■ Extract provided
=-=-=

So today, on your birthday, dad, I give you the gift of thanks-- thank you for being part of who I have become-- and a few snapshot memories of travels we've shared together...
Monday, July 28, 2008
Andy walking into the church of our good friends in Izmir for a Sunday service.Andy and Anna with our new friends from Izmir, Ugur and Bahar! They joined us for several nights of hitting the rock bars looking for live Turkish music and also had us over one afternoon for lunch in their home.
Hakan and Nemruze were some friends we made while in Izmir. They had just gotten married 3 days ago! Here, I captured them flirting with each other in young love. They joined us one night to go hear live music.
The view from our hotel balcony in Izmir provided us a bird's eye view of a Turkish wedding one night on the roof of the parking garage across the street. The service area was on the floor beneath. The reception lasted well into the night. We were so glad to get to at least see this from afar.

=-=-=

■ Rows from a box-labeling dataset
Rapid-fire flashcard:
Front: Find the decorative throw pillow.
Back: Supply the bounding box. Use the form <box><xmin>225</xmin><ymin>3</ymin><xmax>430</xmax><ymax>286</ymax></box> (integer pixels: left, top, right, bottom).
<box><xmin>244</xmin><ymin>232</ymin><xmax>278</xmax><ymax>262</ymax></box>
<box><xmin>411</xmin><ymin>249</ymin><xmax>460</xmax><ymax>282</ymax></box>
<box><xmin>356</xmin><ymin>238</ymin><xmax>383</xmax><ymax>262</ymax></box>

=-=-=

■ Work instructions
1. Add 88 to every coordinate in the answer boxes of the box-labeling rows, leaving the requests and their format sample unchanged, and write out all of those lines again.
2. Pick up the travel post about Izmir after its last sentence and continue it.

■ Answer list
1.
Rapid-fire flashcard:
Front: Find the decorative throw pillow.
Back: Supply the bounding box. Use the form <box><xmin>225</xmin><ymin>3</ymin><xmax>430</xmax><ymax>286</ymax></box> (integer pixels: left, top, right, bottom).
<box><xmin>332</xmin><ymin>320</ymin><xmax>366</xmax><ymax>350</ymax></box>
<box><xmin>499</xmin><ymin>337</ymin><xmax>548</xmax><ymax>370</ymax></box>
<box><xmin>444</xmin><ymin>326</ymin><xmax>471</xmax><ymax>350</ymax></box>

2.
A cityview of the Bazaar Quarter area of Istanbul as seen from our hotel restaurant. Pictured in the foreground is the "Suleymaniye Mosque".
Andy and Umut EXHAUSTED and waiting for our flight in the Istanbul airport. This is the day before our return to the states and we had worn ourselves out!
Saturday, July 26, 2008
Here is Andy and I with Umut after the show on the roof of our hotel looking out over Istanbul. The whole rooftop restaurant was made of glass in a 360 degree view and even the ceiling was glass. I watched the sunset up there the night before. It was gorgeous!
Later that night, Fikret gave Andy a jersey from his favorite soccer team (the rival) and instructed him to put it on and go parade it through the other room where Umut was (who, turns out, is also a big fan Galatasaray). Umut shook his head, disgraced at Andy’s betrayal, while Fikret cheered on, declaring his gift determined Andy’s true allegiance to Fenerbahce.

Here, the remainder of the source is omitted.